### Stated goal
Write out every line of the material as it stands, apart from the pictures.

Start of Extracted records

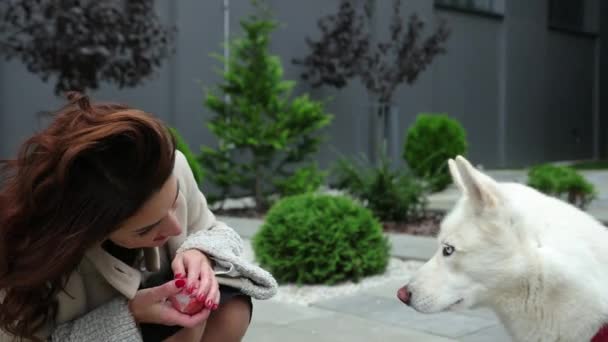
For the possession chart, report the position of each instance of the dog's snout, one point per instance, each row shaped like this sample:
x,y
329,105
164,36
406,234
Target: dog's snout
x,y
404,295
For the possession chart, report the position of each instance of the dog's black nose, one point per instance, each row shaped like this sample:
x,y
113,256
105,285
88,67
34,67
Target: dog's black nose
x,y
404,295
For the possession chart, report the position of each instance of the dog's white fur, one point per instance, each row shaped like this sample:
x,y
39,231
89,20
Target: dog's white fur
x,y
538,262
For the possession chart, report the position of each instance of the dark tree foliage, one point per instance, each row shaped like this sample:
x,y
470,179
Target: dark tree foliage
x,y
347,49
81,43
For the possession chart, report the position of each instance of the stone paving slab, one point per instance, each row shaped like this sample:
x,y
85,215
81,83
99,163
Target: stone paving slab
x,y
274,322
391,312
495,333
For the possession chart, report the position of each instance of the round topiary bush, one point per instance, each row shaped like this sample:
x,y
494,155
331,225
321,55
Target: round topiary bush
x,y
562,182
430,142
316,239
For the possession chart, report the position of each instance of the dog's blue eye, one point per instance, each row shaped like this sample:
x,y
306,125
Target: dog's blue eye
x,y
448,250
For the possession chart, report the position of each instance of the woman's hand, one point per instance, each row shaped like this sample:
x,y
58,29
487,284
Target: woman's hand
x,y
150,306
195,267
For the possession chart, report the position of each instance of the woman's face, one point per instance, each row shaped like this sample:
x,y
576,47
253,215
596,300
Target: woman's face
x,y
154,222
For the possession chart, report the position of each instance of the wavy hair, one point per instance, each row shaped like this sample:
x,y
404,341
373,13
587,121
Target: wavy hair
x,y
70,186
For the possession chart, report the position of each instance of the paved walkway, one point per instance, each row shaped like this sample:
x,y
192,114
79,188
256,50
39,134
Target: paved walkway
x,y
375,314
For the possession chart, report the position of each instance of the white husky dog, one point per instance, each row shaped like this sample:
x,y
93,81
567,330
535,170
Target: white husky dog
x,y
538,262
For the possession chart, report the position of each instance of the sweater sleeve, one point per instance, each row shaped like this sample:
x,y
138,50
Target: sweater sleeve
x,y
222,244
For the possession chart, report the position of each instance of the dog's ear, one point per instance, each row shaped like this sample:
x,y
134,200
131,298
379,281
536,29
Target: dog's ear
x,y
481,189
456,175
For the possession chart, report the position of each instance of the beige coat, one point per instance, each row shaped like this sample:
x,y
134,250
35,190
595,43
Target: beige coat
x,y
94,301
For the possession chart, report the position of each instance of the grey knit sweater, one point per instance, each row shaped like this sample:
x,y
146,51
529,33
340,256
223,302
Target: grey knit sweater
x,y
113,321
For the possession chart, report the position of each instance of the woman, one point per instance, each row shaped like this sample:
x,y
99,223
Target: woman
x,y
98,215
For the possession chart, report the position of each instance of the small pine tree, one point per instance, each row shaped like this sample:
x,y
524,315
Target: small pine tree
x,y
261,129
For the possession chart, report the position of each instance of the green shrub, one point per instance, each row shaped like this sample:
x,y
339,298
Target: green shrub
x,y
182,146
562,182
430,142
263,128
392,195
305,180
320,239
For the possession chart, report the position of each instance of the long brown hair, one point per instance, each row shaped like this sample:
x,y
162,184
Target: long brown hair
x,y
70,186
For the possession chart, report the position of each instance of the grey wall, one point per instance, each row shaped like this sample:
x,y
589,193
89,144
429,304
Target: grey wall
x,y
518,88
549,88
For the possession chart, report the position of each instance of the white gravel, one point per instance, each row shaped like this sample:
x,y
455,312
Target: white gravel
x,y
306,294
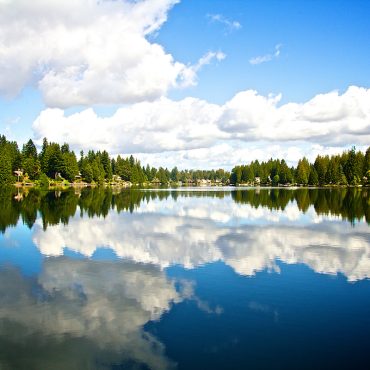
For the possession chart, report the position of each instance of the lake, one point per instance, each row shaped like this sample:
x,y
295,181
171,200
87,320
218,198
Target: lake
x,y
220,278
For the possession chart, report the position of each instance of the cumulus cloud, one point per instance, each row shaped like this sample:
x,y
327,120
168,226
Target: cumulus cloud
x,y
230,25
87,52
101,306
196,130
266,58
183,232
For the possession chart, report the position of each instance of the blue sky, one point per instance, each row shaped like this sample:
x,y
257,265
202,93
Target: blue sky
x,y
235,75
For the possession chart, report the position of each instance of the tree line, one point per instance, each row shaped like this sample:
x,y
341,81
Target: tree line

End of Extracted records

### Finished answer
For the possession chart, report the position of each instance of the dog's snout, one point per instance, each row shaped like this sample:
x,y
329,105
164,36
406,234
Target: dog's snout
x,y
404,295
For the possession chart, report the position of each instance of the dog's black nose, one point per instance, each row shaped like this sample:
x,y
113,256
105,285
88,67
34,67
Target: dog's black nose
x,y
404,295
For the possession chart, report the position of each instance of the dog's white fur, one point per instance, each row shaped like this sample:
x,y
39,231
89,20
Target: dog's white fur
x,y
538,262
For the possession chart, report the position of each instance of the dark tree foliage, one point per instance, each row shaped like this sample:
x,y
470,179
Target: dark tree foliage
x,y
347,49
81,43
For the possession chart, report the position of each instance of the stone paving slab, one point per instance, each row shaped like this sample:
x,y
85,215
81,83
99,163
Target: stone paving slab
x,y
274,322
391,312
495,333
For the possession chart, report the position of each instance of the round topiary bush, one point per instance, each row shaped like this sample:
x,y
494,155
331,225
321,55
Target: round topiary bush
x,y
562,182
430,142
316,239
For the possession chart, report the position of each instance of the dog's blue eye, one point per instance, each row shaped like this sample:
x,y
306,125
Target: dog's blue eye
x,y
448,250
For the possession chart, report the position of each instance of the woman's hand, one point per instance, each row shaped like this sample:
x,y
58,29
487,284
Target: woman's hand
x,y
150,306
195,267
For the possession chart, report the position of each instance of the woman's face, one point per instance, each row shaped like this sample:
x,y
576,47
253,215
596,300
Target: woman's face
x,y
154,222
For the possession chart, report the position of each instance of the wavy hair, one point per instance, each row shaped like this sample:
x,y
404,341
373,13
587,121
Target: wavy hair
x,y
70,186
For the possession chart, report the position of each instance of the paved walkway, one point per instance, each row shaped like this sample:
x,y
192,114
79,188
256,50
39,134
Target: paved walkway
x,y
375,314
For the possession chart, report the position of each instance of the white husky dog, one point per instance, each row shaped like this sample:
x,y
93,81
567,330
535,170
Target: white husky dog
x,y
538,262
For the possession chart, report the position of each instance of the sweater sleeve, one point per instance, each row shaped like this sample:
x,y
138,50
Target: sweater sleeve
x,y
222,244
For the possession chart, report the position of each instance of the dog's ear, one point per instance, each row shaped like this sample:
x,y
134,200
131,298
379,281
536,29
Target: dog's ear
x,y
481,189
456,175
For the possession chart, report the position of each instance of the beige coat, one point per instance, each row shaped like this sample:
x,y
134,250
35,190
595,43
Target: beige coat
x,y
94,301
For the possession chart, report the position of each instance of the grey knit sweater, one point per instance, each row shaped like this sample:
x,y
146,51
529,33
340,256
223,302
Target: grey knit sweater
x,y
113,321
For the possession chart, report the position of each instance of the woman, one point per instance, each row shaped like this sample:
x,y
99,223
Target: woman
x,y
98,215
For the possession chart, report the position of each instance of the small pine tree, one point per instance, each row shaped like this sample:
x,y
524,315
Target: small pine tree
x,y
261,129
For the possession chart, report the position of each instance of the green shrub, one point per instance, each row shaped like this sample:
x,y
339,298
Target: green shrub
x,y
182,146
562,182
430,142
263,128
392,195
305,180
320,239
For the possession chart, report the position of each instance of the long brown hair, one point per instance, each row shaped like this sample:
x,y
162,184
Target: long brown hair
x,y
70,186
For the possession chart, report the position of each instance of the grey wall, one point per instance, each row shaped like this sample:
x,y
589,193
89,144
429,304
Target: grey wall
x,y
518,88
549,88
For the possession chart, report the position of each instance of the white gravel, one point per instance, each row shaped like this sample:
x,y
455,312
Target: white gravel
x,y
306,294
For the possession chart, report the position of each instance of the lake, one point per instance, each row shaped like this sample:
x,y
295,181
171,200
87,320
218,198
Target: lake
x,y
220,278
For the possession chart, report the position of each instance of the cumulus cloud, one point per instance, each row shaped like this sample:
x,y
327,120
168,226
Target: cumulus cloud
x,y
230,25
87,52
101,306
196,130
266,58
183,232
For the possession chart, report the position of each instance of the blue sky, one point per instance, each row shaped like this sample:
x,y
257,265
202,93
Target: blue sky
x,y
235,75
For the possession chart, report the position of each instance of the tree line, one point per instance, each row shaped like this sample:
x,y
341,81
Target: tree line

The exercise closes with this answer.